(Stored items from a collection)
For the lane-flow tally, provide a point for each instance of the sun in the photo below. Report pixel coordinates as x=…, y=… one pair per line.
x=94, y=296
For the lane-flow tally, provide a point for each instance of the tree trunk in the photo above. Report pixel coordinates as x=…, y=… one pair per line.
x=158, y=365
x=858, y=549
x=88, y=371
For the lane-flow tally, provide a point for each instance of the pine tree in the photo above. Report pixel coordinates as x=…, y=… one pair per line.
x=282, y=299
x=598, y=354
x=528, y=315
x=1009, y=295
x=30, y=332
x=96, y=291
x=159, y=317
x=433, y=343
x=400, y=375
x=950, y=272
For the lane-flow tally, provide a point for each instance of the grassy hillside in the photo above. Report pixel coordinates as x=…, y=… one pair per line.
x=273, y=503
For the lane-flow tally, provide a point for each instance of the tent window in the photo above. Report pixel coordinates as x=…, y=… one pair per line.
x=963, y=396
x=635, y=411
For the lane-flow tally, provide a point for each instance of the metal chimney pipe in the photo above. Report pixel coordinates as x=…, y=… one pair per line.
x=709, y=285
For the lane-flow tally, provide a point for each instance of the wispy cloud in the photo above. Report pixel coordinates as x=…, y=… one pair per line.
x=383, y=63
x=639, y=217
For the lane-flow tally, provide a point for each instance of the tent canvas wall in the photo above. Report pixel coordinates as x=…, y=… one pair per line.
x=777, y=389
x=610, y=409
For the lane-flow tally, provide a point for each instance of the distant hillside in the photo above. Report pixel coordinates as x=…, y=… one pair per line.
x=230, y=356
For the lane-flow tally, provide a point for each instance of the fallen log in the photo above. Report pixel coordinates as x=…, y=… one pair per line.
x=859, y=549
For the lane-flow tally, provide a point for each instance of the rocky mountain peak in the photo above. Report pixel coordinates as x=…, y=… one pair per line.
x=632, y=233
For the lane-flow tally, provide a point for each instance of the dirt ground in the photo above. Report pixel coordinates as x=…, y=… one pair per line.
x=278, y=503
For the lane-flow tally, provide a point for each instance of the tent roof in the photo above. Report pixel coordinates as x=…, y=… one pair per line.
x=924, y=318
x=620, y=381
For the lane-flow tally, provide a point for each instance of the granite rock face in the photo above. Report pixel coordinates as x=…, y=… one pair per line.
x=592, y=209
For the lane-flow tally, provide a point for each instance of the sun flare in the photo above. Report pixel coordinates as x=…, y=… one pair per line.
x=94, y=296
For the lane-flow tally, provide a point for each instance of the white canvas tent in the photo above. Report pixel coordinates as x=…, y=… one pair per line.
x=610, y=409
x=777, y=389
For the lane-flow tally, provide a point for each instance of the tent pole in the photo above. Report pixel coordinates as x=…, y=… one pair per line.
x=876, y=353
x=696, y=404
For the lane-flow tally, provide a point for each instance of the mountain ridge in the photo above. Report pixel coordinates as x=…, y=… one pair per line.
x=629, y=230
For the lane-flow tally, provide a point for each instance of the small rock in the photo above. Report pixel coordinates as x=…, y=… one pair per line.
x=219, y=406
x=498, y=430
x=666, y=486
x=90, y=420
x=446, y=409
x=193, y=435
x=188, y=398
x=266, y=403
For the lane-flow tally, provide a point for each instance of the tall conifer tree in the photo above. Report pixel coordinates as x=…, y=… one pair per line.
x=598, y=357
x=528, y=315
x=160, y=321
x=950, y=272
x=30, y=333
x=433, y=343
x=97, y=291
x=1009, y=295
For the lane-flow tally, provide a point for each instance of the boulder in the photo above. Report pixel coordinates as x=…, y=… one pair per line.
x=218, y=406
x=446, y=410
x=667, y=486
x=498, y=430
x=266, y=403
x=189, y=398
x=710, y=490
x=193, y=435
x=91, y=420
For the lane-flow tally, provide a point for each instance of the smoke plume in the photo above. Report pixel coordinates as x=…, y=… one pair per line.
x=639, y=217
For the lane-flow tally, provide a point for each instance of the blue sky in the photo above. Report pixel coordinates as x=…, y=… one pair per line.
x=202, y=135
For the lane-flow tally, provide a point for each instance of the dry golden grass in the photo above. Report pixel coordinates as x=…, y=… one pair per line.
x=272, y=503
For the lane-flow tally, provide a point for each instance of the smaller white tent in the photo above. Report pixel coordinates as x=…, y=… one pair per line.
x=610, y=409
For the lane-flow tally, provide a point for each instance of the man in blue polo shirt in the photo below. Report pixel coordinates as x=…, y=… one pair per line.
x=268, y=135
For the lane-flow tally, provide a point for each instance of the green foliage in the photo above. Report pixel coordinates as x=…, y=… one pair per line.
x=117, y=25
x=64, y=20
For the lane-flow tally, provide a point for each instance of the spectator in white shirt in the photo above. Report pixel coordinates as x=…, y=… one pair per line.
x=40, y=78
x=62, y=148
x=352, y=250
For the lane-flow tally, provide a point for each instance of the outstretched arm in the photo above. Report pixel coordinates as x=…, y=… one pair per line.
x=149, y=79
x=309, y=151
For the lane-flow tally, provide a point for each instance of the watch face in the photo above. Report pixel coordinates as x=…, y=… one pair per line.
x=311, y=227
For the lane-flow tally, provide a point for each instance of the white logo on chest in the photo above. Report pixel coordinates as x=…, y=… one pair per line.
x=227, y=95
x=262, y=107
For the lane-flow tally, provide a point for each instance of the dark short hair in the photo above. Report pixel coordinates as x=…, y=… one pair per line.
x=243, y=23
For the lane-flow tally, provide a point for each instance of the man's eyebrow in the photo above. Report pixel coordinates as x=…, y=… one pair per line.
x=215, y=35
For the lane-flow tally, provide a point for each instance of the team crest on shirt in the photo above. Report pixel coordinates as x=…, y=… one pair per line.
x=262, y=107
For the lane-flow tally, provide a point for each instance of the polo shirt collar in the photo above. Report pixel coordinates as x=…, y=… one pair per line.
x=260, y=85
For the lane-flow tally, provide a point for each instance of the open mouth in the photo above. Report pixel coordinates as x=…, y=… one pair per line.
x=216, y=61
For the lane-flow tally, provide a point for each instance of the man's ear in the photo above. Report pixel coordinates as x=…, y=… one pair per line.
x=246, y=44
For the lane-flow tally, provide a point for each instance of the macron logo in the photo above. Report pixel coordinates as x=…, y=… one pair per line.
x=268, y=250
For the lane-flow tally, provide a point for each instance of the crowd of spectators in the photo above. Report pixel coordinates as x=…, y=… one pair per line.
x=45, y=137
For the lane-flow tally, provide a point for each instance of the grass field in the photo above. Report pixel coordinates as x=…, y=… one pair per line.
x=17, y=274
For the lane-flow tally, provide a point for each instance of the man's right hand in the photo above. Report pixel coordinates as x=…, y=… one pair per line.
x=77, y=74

* **What is expected**
What you return must match the data word for word.

* **Solution to this problem**
For the lane-flow tally, provide a point for each instance of the sun in the photo below. Report pixel coordinates as x=…, y=… one pair per line.
x=94, y=296
For the lane-flow tally, provide a point for each instance of the tree trunk in the photo above. Report pixel coordinates as x=…, y=… one pair per line.
x=158, y=365
x=858, y=549
x=88, y=371
For the lane-flow tally, provide a point for each instance of the pine tree in the photo above. Report pixel coordinates as x=…, y=… one pair per line.
x=282, y=299
x=598, y=354
x=528, y=315
x=1009, y=295
x=30, y=332
x=96, y=291
x=159, y=317
x=433, y=343
x=400, y=375
x=950, y=272
For the lane-flow tally, provide a point for each instance of the grassy hillside in the photo above. Report pixel coordinates as x=…, y=… one pair per line.
x=273, y=503
For the lane-flow tally, provide a point for each instance of the tent window in the photo above. Report pixel coordinates as x=…, y=… one pair per line.
x=963, y=396
x=635, y=411
For the lane-flow tally, provide a point for each instance of the metal chimney pipe in the photo above. Report pixel coordinates as x=…, y=… one pair per line.
x=709, y=285
For the lane-flow tally, provide a point for each instance of the wispy cloud in the photo above. Report pixel coordinates as x=…, y=… one pair per line.
x=383, y=63
x=639, y=217
For the lane-flow tally, provide a point for each instance of the tent canvas wall in the photo above. Report pixel coordinates as x=…, y=… one pair per line.
x=777, y=389
x=610, y=409
For the lane-flow tally, provide a point for each instance of the distant hillside in the photo above. Report pixel coordinates as x=…, y=… one pair per line.
x=230, y=356
For the lane-flow tally, provide a point for each instance of the fallen log in the photo above. Report pixel coordinates as x=…, y=… one pair per line.
x=859, y=549
For the lane-flow tally, provide a point for each instance of the rocky mountain peak in the photo above. Report pixel coordinates as x=…, y=… one pair per line.
x=632, y=233
For the lane-flow tally, provide a point for each instance of the dirt ground in the photo above. Report pixel coordinates as x=…, y=… one pair per line.
x=278, y=503
For the lane-flow tally, provide a point for each instance of the tent roof in the photo above. Report pixel coordinates as x=…, y=… one pair per line.
x=924, y=318
x=620, y=381
For the lane-flow tally, provide a point for each instance of the granite rock face in the photo above. Report pixel coordinates as x=…, y=… one pair per line.
x=592, y=209
For the lane-flow tally, provide a point for each instance of the sun flare in the photo above. Report pixel coordinates as x=…, y=… one pair per line.
x=94, y=296
For the lane-flow tally, provide a point for each instance of the white canvas tent in the photo above. Report pixel coordinates as x=…, y=… one pair per line.
x=610, y=409
x=777, y=389
For the lane-flow tally, provide a point for each instance of the tent pole in the photo above. Report pixel coordinates as x=…, y=… one pair per line.
x=876, y=353
x=696, y=404
For the lane-flow tally, provide a point for each instance of the mountain ridge in the photo above. Report pixel coordinates as x=…, y=… one pair per line.
x=629, y=230
For the lane-flow tally, provide a point for each instance of the small rock in the photo above. Report pixel coordinates as x=…, y=… one pair per line.
x=219, y=406
x=498, y=430
x=666, y=486
x=90, y=420
x=446, y=409
x=193, y=435
x=188, y=398
x=266, y=403
For the lane-flow tally, provide a point for each instance of the tall conifer tree in the photo above. Report pixel coordinates as x=…, y=… one pair per line.
x=598, y=357
x=528, y=315
x=160, y=321
x=950, y=272
x=30, y=333
x=433, y=343
x=97, y=291
x=1009, y=295
For the lane-flow tally, provide a point for each instance of the boulder in the photo above. Report pixel coordinates as x=…, y=… one pair per line.
x=218, y=406
x=446, y=410
x=667, y=486
x=498, y=430
x=266, y=403
x=189, y=398
x=710, y=490
x=193, y=435
x=91, y=420
For the lane-flow tally, provide a point for each instance of the smoke plume in the photo above. Report pixel coordinates as x=…, y=… one pair per line.
x=639, y=217
For the lane-flow tally, provide a point for each instance of the blue sky in the photo above. Report pixel coordinates as x=…, y=… one pair per line.
x=202, y=135
For the lane-flow tally, provide a point for each instance of the dry golden grass in the photo above. Report pixel coordinates as x=…, y=… one pair per line.
x=272, y=503
For the lane-flow tally, provide a point for each instance of the smaller white tent in the photo above. Report pixel coordinates as x=…, y=… one pair per line.
x=610, y=409
For the lane-flow tally, provide a point for each instance of the man in blue polo shirt in the photo below. Report pixel coordinates as x=…, y=… one pair per line.
x=268, y=135
For the lane-flow tally, provide a point for each instance of the green foliage in the photo above. Report pixel coordinates as x=…, y=… one pair per line.
x=117, y=25
x=64, y=20
For the lane-flow tally, provide a point for each instance of the spectator in white shirt in the photo above. Report pixel coordinates as x=…, y=… one pair per line.
x=40, y=78
x=62, y=148
x=352, y=250
For the lane-flow tally, provide a point for each instance of the outstretched arm in the photo above. Report pixel coordinates as x=…, y=… one pair per line.
x=149, y=79
x=309, y=151
For the lane-flow tally, provide a point for each instance of the watch face in the photo above. Report pixel coordinates as x=…, y=… one pair per line.
x=311, y=227
For the lane-flow tally, provide a point for each instance of the white logo on chest in the photo above. Report pixel coordinates as x=…, y=… one pair per line.
x=227, y=95
x=262, y=107
For the lane-flow tally, provide a point for each instance of the dark short hair in the photo above. Report pixel coordinates as x=…, y=… one pair per line.
x=243, y=23
For the lane-flow tally, provide a point for each instance of the man's eyebrow in the photo above. Report pixel coordinates as x=…, y=… one pair per line.
x=215, y=35
For the lane-flow tally, provide a point for each instance of the team crest on shirt in the photo above. Report pixel coordinates as x=…, y=… one pair per line.
x=262, y=107
For the lane-flow tally, provide a point for each instance of the polo shirt collar in the photo above. Report pixel coordinates as x=…, y=… one pair per line.
x=260, y=85
For the lane-flow tally, provide a point for each instance of the open mouth in the photo above. Report pixel coordinates as x=…, y=… one pair per line.
x=216, y=61
For the lane-flow tally, provide a point for each instance of the man's ear in the photo above. Report pixel coordinates as x=…, y=… one pair per line.
x=246, y=44
For the lane-flow tally, provide a point for each instance of the macron logo in the photo above. Report pixel coordinates as x=…, y=… one pair per line.
x=268, y=250
For the lane-flow tally, provide a point for each instance of the crowd of spectators in the photo above. Report pixel coordinates as x=…, y=… one pair per line.
x=45, y=137
For the lane-flow tally, provide a point for each instance of the grass field in the photo above. Report pixel coordinates as x=…, y=… one pair per line.
x=17, y=274
For the lane-flow tally, provide a point for each instance of the man's right hand in the photo above. Report pixel coordinates as x=…, y=… one pair per line.
x=77, y=74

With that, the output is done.